§ Task directions
Copy, exactly and without additions, every line in the records below from the one holding "Target: cow's front leg" through the one holding "Target: cow's ear", both ends included.

(Items from a dataset)
- Opening Delimiter -

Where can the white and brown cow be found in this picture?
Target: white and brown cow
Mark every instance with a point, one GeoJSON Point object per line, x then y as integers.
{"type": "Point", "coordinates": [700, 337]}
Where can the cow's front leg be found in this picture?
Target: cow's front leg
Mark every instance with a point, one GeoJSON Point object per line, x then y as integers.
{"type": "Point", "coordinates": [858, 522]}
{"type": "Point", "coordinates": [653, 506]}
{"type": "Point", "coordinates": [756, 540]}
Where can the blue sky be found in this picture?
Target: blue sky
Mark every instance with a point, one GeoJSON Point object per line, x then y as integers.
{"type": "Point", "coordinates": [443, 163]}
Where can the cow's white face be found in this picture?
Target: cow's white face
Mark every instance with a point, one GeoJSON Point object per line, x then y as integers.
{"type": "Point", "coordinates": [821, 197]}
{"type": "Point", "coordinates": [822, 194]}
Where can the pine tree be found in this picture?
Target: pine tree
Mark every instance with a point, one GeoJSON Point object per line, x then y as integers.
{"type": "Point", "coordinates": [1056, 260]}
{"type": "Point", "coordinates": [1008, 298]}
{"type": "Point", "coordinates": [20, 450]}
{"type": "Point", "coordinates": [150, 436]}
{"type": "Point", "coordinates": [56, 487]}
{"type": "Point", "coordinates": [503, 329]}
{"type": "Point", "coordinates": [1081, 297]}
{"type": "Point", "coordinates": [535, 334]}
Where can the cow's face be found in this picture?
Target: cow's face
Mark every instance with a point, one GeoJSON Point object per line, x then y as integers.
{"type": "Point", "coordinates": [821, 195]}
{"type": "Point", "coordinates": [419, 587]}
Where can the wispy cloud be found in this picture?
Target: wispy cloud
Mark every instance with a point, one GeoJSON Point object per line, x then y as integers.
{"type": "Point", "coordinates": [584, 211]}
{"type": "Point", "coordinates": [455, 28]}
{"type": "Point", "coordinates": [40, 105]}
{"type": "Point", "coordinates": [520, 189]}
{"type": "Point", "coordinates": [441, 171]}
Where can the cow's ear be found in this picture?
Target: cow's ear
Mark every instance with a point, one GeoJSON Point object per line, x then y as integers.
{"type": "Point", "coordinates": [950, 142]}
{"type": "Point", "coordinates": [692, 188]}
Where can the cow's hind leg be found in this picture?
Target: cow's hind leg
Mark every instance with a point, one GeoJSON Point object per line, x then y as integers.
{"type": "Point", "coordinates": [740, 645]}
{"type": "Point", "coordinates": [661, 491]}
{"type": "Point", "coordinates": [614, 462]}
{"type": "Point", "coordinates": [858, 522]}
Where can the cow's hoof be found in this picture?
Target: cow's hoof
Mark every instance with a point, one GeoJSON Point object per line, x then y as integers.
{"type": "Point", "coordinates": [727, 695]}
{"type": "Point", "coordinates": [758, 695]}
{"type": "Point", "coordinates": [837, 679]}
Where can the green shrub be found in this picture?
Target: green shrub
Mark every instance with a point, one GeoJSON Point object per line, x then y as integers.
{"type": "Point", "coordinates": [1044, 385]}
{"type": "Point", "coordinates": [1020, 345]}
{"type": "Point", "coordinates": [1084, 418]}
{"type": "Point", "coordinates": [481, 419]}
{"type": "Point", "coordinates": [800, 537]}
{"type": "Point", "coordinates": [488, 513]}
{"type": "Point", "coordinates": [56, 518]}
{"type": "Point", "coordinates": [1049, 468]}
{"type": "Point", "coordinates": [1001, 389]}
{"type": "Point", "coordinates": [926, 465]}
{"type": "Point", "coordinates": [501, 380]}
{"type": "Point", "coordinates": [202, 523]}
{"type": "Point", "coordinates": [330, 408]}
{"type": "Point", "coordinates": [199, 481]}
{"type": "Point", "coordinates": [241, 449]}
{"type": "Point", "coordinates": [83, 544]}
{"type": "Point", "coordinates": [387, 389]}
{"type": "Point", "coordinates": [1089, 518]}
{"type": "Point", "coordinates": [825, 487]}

- Closing Delimiter -

§ Result for this exercise
Target: cow's front leg
Mark every instance with a point, one GeoJSON Point object per line, x then y as integers.
{"type": "Point", "coordinates": [858, 522]}
{"type": "Point", "coordinates": [653, 506]}
{"type": "Point", "coordinates": [756, 540]}
Where can the blue sky be found in this picture?
Target: blue sky
Mark every instance with a point, one GeoJSON Point object per line, x then y as integers.
{"type": "Point", "coordinates": [443, 163]}
Where can the cow's white face be found in this picture?
Target: cow's white face
Mark every instance with a point, one GeoJSON Point object per line, x then y as integers.
{"type": "Point", "coordinates": [821, 197]}
{"type": "Point", "coordinates": [822, 194]}
Where can the pine tree be found in this picture?
Target: pine tree
Mark every instance with a point, one GeoJSON Point object per line, x then y as integers.
{"type": "Point", "coordinates": [1056, 260]}
{"type": "Point", "coordinates": [1008, 298]}
{"type": "Point", "coordinates": [20, 450]}
{"type": "Point", "coordinates": [150, 436]}
{"type": "Point", "coordinates": [56, 487]}
{"type": "Point", "coordinates": [503, 329]}
{"type": "Point", "coordinates": [1081, 297]}
{"type": "Point", "coordinates": [535, 334]}
Where can the cow's face be found in this picture?
Target: cow's face
Mark every instance with a point, one GeoJSON Point object per line, x then y as integers.
{"type": "Point", "coordinates": [821, 195]}
{"type": "Point", "coordinates": [419, 587]}
Where can the wispy cloud be found in this picture?
Target: wispy cloud
Mark every instance with a point, one GeoJSON Point object per line, x then y as integers.
{"type": "Point", "coordinates": [584, 211]}
{"type": "Point", "coordinates": [455, 28]}
{"type": "Point", "coordinates": [40, 105]}
{"type": "Point", "coordinates": [520, 189]}
{"type": "Point", "coordinates": [441, 171]}
Where can the cow's ear be found in this picture?
Target: cow's ear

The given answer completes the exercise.